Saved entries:

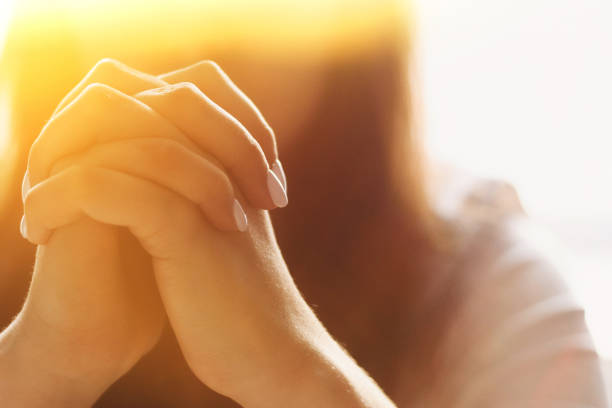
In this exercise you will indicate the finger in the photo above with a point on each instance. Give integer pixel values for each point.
(116, 75)
(220, 134)
(99, 114)
(173, 166)
(217, 85)
(164, 222)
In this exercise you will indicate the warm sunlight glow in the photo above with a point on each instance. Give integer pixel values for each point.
(294, 29)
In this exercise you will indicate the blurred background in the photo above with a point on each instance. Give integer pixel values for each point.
(522, 90)
(514, 89)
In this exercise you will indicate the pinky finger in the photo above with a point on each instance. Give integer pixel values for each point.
(164, 222)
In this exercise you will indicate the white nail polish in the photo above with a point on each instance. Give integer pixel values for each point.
(25, 185)
(276, 190)
(240, 217)
(23, 228)
(277, 168)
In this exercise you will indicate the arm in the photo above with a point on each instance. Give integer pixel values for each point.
(241, 323)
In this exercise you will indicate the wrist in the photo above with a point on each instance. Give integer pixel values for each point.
(316, 373)
(34, 372)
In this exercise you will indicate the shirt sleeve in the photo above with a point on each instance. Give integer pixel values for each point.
(518, 339)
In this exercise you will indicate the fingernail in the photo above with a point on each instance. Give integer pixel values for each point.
(277, 192)
(25, 185)
(277, 168)
(240, 217)
(23, 228)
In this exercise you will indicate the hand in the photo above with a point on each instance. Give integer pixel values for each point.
(240, 321)
(93, 240)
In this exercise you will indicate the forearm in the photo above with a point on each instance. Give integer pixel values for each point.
(334, 379)
(30, 375)
(316, 373)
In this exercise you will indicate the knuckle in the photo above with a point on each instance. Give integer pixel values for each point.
(165, 153)
(185, 89)
(105, 68)
(82, 181)
(247, 148)
(208, 66)
(96, 94)
(183, 93)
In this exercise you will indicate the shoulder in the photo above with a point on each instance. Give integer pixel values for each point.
(516, 335)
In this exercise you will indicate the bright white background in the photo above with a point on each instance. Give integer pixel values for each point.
(522, 90)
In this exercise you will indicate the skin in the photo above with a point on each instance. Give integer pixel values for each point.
(167, 158)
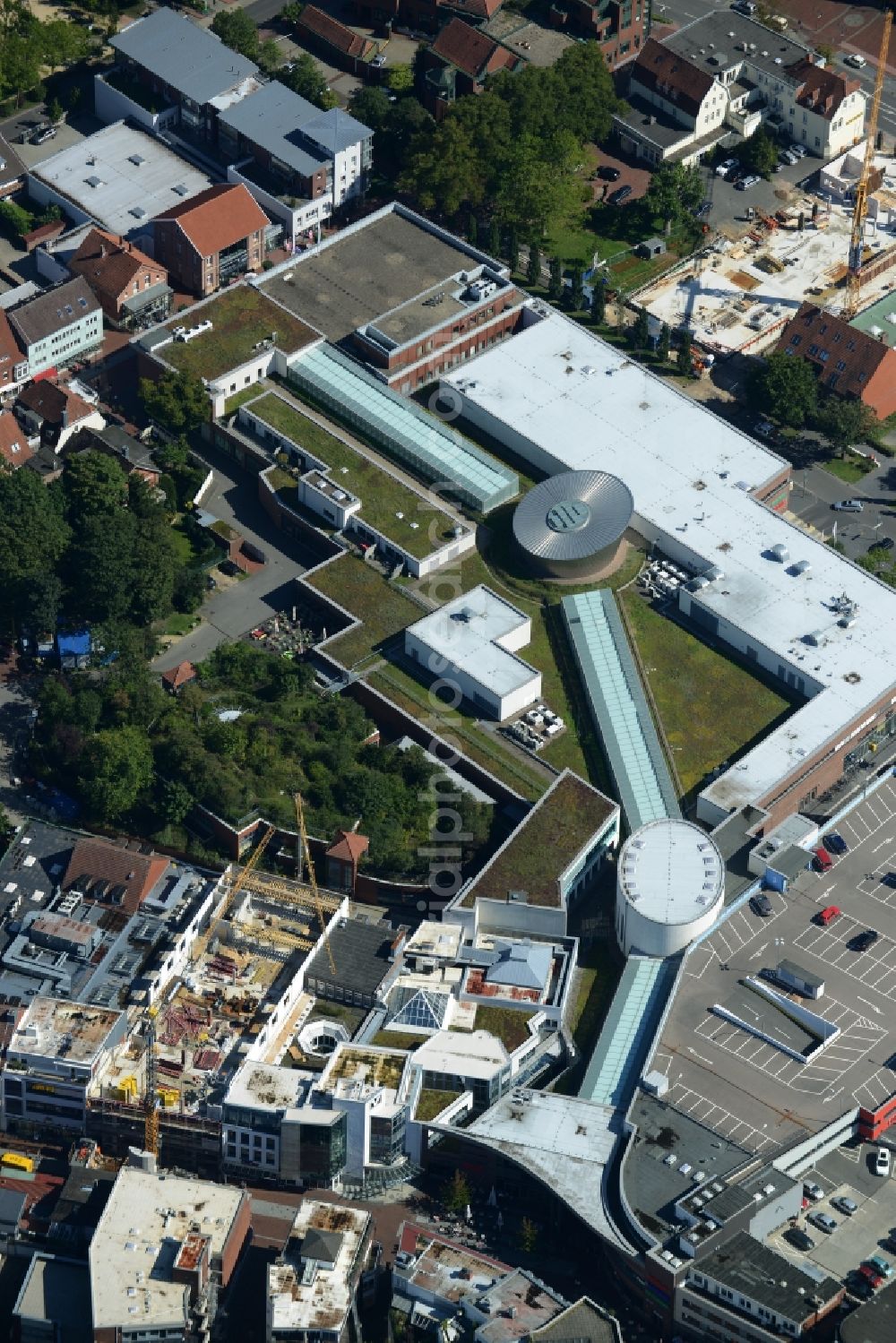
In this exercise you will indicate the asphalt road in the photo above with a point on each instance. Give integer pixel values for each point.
(233, 611)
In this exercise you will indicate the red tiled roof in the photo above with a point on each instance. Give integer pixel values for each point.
(175, 677)
(349, 845)
(13, 444)
(333, 32)
(673, 77)
(218, 218)
(113, 861)
(109, 263)
(465, 47)
(815, 330)
(823, 90)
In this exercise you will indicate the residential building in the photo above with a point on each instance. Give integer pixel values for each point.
(300, 163)
(720, 78)
(333, 40)
(13, 366)
(163, 1253)
(312, 1287)
(15, 449)
(619, 27)
(209, 241)
(437, 306)
(117, 179)
(53, 414)
(273, 1128)
(131, 287)
(58, 327)
(56, 1052)
(849, 361)
(745, 1289)
(458, 64)
(473, 641)
(185, 66)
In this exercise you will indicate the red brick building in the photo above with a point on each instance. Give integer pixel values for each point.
(848, 361)
(458, 64)
(211, 238)
(126, 282)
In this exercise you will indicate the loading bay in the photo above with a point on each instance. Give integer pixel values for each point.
(759, 1092)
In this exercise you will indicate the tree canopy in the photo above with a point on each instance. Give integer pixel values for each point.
(134, 753)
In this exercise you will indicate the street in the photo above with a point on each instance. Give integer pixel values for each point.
(239, 607)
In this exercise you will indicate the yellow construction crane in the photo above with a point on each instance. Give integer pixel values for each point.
(860, 211)
(312, 879)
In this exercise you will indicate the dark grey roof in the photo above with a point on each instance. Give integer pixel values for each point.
(292, 129)
(323, 1246)
(759, 1273)
(183, 56)
(362, 955)
(61, 306)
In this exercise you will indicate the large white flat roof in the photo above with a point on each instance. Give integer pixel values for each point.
(468, 632)
(589, 407)
(102, 177)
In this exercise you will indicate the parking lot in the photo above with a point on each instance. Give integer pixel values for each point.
(734, 1058)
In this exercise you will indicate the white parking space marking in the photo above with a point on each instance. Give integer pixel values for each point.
(720, 1120)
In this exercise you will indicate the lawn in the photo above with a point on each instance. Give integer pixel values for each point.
(241, 319)
(848, 469)
(511, 1026)
(363, 591)
(387, 505)
(710, 705)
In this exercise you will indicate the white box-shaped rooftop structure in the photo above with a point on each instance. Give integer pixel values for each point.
(469, 645)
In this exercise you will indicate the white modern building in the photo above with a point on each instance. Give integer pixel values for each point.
(710, 498)
(670, 887)
(469, 646)
(56, 1053)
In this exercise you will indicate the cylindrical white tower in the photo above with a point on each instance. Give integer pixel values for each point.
(670, 887)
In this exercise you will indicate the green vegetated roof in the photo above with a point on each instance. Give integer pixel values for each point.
(544, 844)
(419, 529)
(241, 317)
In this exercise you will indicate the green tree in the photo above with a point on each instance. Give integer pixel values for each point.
(177, 400)
(675, 193)
(759, 153)
(555, 281)
(116, 769)
(401, 78)
(684, 357)
(641, 330)
(457, 1192)
(786, 390)
(845, 422)
(599, 303)
(237, 31)
(371, 107)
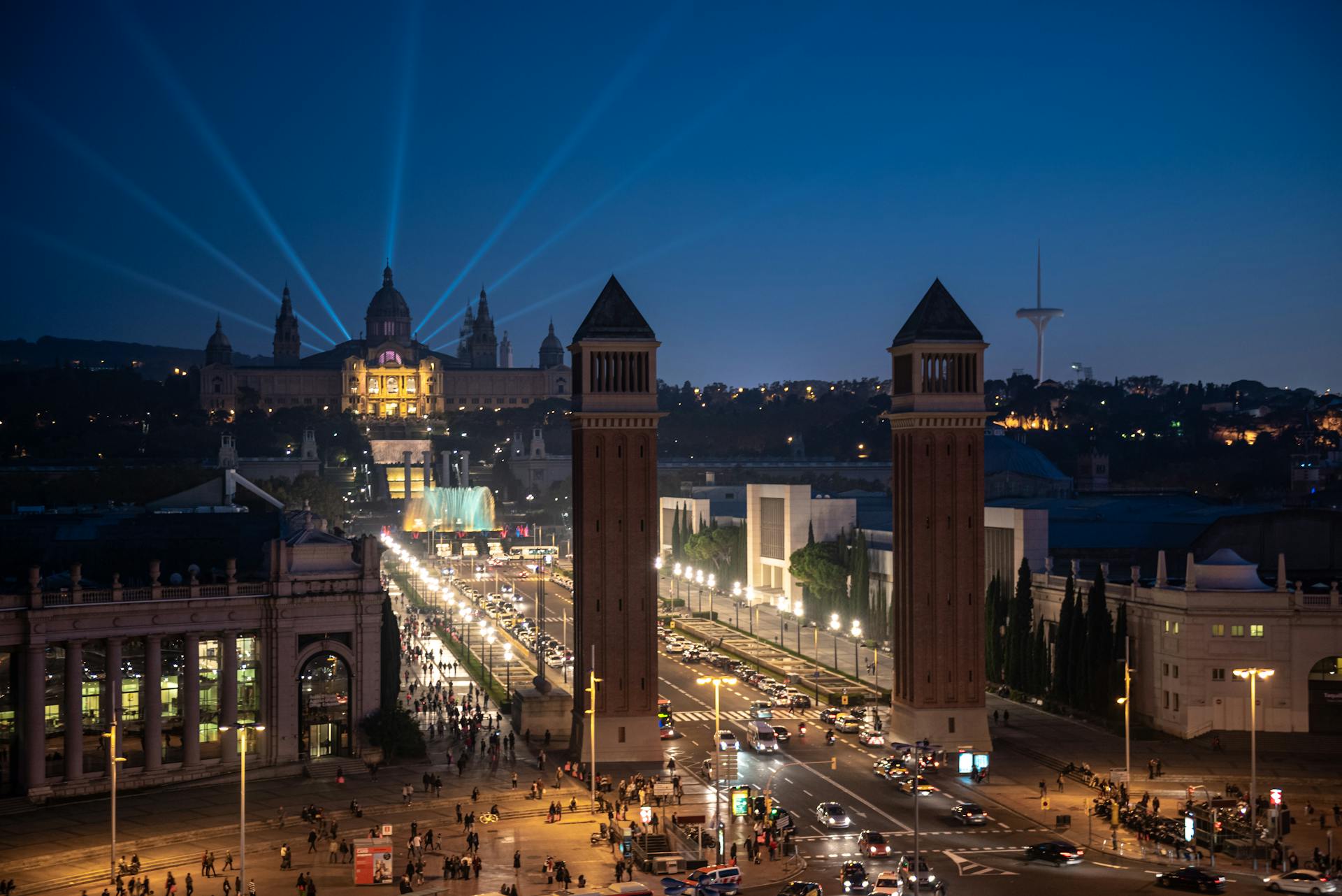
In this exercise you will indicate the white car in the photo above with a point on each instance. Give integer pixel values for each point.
(1302, 881)
(831, 814)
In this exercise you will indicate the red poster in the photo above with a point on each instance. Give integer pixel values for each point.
(373, 862)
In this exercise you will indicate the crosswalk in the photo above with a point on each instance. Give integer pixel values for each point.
(728, 715)
(971, 868)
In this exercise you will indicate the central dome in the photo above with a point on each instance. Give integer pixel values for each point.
(388, 315)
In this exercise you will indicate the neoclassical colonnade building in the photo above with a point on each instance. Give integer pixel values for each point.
(290, 642)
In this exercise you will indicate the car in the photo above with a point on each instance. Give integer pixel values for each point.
(853, 875)
(928, 881)
(1302, 881)
(925, 789)
(831, 814)
(872, 843)
(888, 884)
(1192, 878)
(969, 813)
(1055, 851)
(872, 737)
(803, 888)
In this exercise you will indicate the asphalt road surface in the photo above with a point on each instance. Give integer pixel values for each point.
(969, 860)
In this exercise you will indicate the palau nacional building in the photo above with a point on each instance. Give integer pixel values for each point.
(387, 372)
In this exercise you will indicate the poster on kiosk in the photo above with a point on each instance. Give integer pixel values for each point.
(373, 862)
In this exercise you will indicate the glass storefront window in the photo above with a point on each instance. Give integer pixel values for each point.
(210, 665)
(169, 690)
(132, 731)
(249, 684)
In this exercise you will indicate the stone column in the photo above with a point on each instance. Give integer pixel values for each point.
(152, 703)
(191, 702)
(35, 715)
(112, 691)
(74, 710)
(229, 697)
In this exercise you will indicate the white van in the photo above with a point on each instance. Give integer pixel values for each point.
(761, 738)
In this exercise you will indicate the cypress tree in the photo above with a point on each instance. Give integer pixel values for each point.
(1039, 660)
(1062, 644)
(675, 534)
(1019, 630)
(1099, 646)
(992, 630)
(1076, 670)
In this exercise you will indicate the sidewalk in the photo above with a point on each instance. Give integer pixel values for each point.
(1037, 745)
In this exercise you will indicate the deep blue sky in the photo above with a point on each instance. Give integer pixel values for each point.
(1178, 161)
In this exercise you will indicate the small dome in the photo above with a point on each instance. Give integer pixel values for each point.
(218, 341)
(1228, 572)
(388, 302)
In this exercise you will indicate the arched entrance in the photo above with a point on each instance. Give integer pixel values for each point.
(324, 688)
(1326, 697)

[What this task involves] Exclude the pictures. Write out the remaining data exactly.

[Written response]
In this exercise you will indicate the finger in the photo above with a point on each instance. Give integer pixel values for each point.
(116, 75)
(220, 134)
(99, 114)
(173, 166)
(217, 85)
(164, 222)
In this exercise you will indicate the warm sunlight glow in the photo above with a point on each instance. Give integer pixel values for each point.
(294, 29)
In this exercise you will indicate the blurred background in the photo above with a point on each instance. Give integer pixel values for each point.
(522, 90)
(514, 89)
In this exercise you will indicate the pinky finger in the photo above with a point on each instance. Give integer pixel values for each point.
(164, 222)
In this exercise you will indicate the white nail polish in the photo above with a point on each instance. Give integer pixel values for each point.
(25, 185)
(276, 190)
(240, 217)
(23, 228)
(277, 168)
In this exercise you will indicate the arm in the photo above with a point on each instance. Give integer pixel values for each point.
(241, 323)
In this exercise you will indicate the wrist in the photo above with a point on each instance. Give integer pixel values for each point.
(316, 373)
(34, 372)
In this exercise you will indicate the shirt sleeve in the photo above with a point on each instance. Give integer pixel values for each point.
(518, 339)
In this exercise you will indicate the fingernail in the photo above with a point on each instance. Give integer pixel values for each point.
(277, 192)
(25, 185)
(277, 168)
(240, 217)
(23, 228)
In this exercise you will indicate the hand in the photo above with a point on each instance. Give integer pixel values for each point.
(240, 321)
(93, 240)
In this exercise you will indicate the forearm in the photo above with a point on each instance. Give integer pixel values for each point.
(334, 379)
(30, 375)
(316, 373)
In this exercise you will indicate the knuckle in the photo above with a point on each instance. Give integer pixel values for each point.
(165, 153)
(185, 89)
(105, 68)
(82, 181)
(247, 148)
(208, 66)
(96, 94)
(183, 93)
In this exercise you will indicate the shoulder in the photo above with a point on each instance. Give integer pixel values for each point.
(516, 335)
In this exercise you will indicate the bright white background in the photo above with a point on each instance. Give integer pixel values for each point.
(522, 90)
In this exercise you will indicate the skin in the photo above with a point on each instance. Give integer pixel values for each point.
(167, 158)
In this exercise you will indicate the asphalt road in the photo above with a point on each instance. Give integer pixel values for each point.
(233, 611)
In this exercise you will indicate the red tiled roof in the photo above with a point on each instance. Give integer pixel values for each point.
(175, 677)
(349, 845)
(13, 444)
(333, 32)
(673, 77)
(218, 218)
(113, 861)
(109, 263)
(465, 47)
(815, 330)
(823, 90)
In this exercise you will indicate the residential building in the photo above with a point on each instance. Give integer pixel values for each point.
(300, 163)
(720, 78)
(333, 40)
(13, 366)
(163, 1253)
(312, 1287)
(15, 449)
(619, 27)
(209, 241)
(437, 306)
(117, 179)
(53, 414)
(273, 1128)
(131, 287)
(58, 327)
(56, 1052)
(849, 361)
(745, 1289)
(458, 64)
(473, 641)
(185, 66)
In this exercise you will indicate the red brick building in the photo above with a point on each instance. Give integer pixel values for each point.
(848, 361)
(458, 64)
(211, 238)
(126, 282)
In this exercise you will indicate the loading bay in the photo above with a point on each instance. Give integer pixel values for each point.
(759, 1092)
In this exercise you will indicate the tree canopy in the photo above with a point on each instance. Give integer pixel values for each point.
(134, 753)
In this exercise you will indicate the street in the photo above with a point on each instance. Give integer pixel values for each point.
(239, 607)
In this exercise you will indicate the yellow construction crane in the photo above with a point on each instance. Give integer pixel values for each point.
(860, 211)
(312, 879)
In this exercise you will indicate the dark grey roof in the photo above with a point on each instance. Give integer pixel values for each point.
(292, 129)
(323, 1246)
(759, 1273)
(183, 56)
(362, 955)
(61, 306)
In this exercise you will indicate the large white flat roof in the photo above with a point on each instance. Give integer pixel values for each point.
(468, 632)
(589, 407)
(102, 177)
In this exercise you will indicate the parking lot in the photo above with a point on each instance. Give integer pixel values for each point.
(734, 1058)
In this exercise you will indicate the white parking space marking in the photo above with a point on each instance. Give integer pixel values for each point.
(720, 1120)
In this exercise you will indicate the lawn in the photo above with a point on each instance. Give integer pixel values for each point.
(241, 319)
(848, 469)
(511, 1026)
(363, 591)
(387, 505)
(710, 705)
In this exercise you will indicate the white box-shaped rooftop structure in the photo above with a point on each instance. Give integer pixel values for each point.
(469, 645)
In this exercise you will indicate the white modern building in the photo above with a point on each instance. Give integer pixel values for each point.
(710, 498)
(670, 887)
(469, 646)
(56, 1053)
In this exercise you will indicate the cylindrical white tower in the photo above with a point on each instance. Give integer pixel values for each point.
(670, 887)
In this exercise you will indicate the green vegetated roof in the photo above with a point on each instance. Give integer pixel values for each point.
(544, 844)
(419, 529)
(241, 317)
In this exercise you will indicate the green tree in the photo above with a point on each instance. Give integer pixel values for each point.
(177, 400)
(675, 193)
(759, 153)
(555, 281)
(116, 769)
(401, 78)
(684, 357)
(641, 330)
(457, 1192)
(786, 390)
(845, 422)
(599, 303)
(237, 31)
(371, 107)
In this exercise you will indicate the white car in the photo above with a point on each instance. Give integer pixel values for each point.
(1302, 881)
(831, 814)
In this exercise you will indicate the red poster in the photo above with a point on each instance. Give integer pixel values for each point.
(373, 862)
In this exercise you will indicate the crosswalk in the photo above with a point on each instance. Give integer pixel values for each point.
(728, 715)
(971, 868)
In this exercise you will indicate the central dome in the photo above with a point on each instance. Give integer pixel values for each point.
(388, 315)
In this exercise you will indicate the neoclassical colonnade building in the photo above with a point on each instance. Give integer pixel values for each point.
(290, 642)
In this exercise you will indicate the car in the photo above with a point on each instance. Give integer pixel values for each point.
(853, 875)
(928, 881)
(1302, 881)
(925, 789)
(831, 814)
(872, 843)
(888, 884)
(1192, 878)
(969, 813)
(1055, 851)
(872, 737)
(803, 888)
In this exercise you will indicate the asphalt road surface in the photo above with a point on each instance. Give integer pixel values for each point.
(969, 860)
In this exercise you will indicate the palau nacional building in the photo above with a point on each instance. Give integer pixel values for each point.
(387, 372)
In this exercise you will indicate the poster on kiosk in the photo above with a point on each instance. Give integer pixel values for each point.
(373, 862)
In this exercise you will indicate the glass storefront window in the photo above with a point on each instance. Give integer pixel values for each point.
(210, 665)
(169, 690)
(132, 731)
(249, 684)
In this exercise you will indicate the stone column in the photo above with a point on each instance. Give integer pixel values for each point.
(152, 703)
(191, 702)
(35, 715)
(112, 691)
(74, 710)
(229, 697)
In this exercise you will indicate the white van in the photo above with a point on each instance. Give integer pixel values for each point.
(761, 738)
In this exercise you will indicate the cypress tree in the photo above with a point on each instance. Give integer pixel values for each point.
(1039, 660)
(1062, 644)
(675, 534)
(1019, 630)
(1099, 646)
(992, 630)
(1076, 670)
In this exercise you will indicate the sidewalk in the photo above with a point on each instance. Give integer pixel values for each point.
(1037, 745)
In this exercise you will indicate the deep blue sky in the photo above with a point on each instance. Give integer pixel values for each point.
(1178, 161)
In this exercise you will indicate the small dome in the photo above with a point on each instance. Give integer pixel values for each point.
(218, 341)
(1228, 572)
(388, 302)
In this exercise you will indicate the arched entrance in the photo above with a point on each instance. Give integer pixel values for each point.
(324, 688)
(1326, 697)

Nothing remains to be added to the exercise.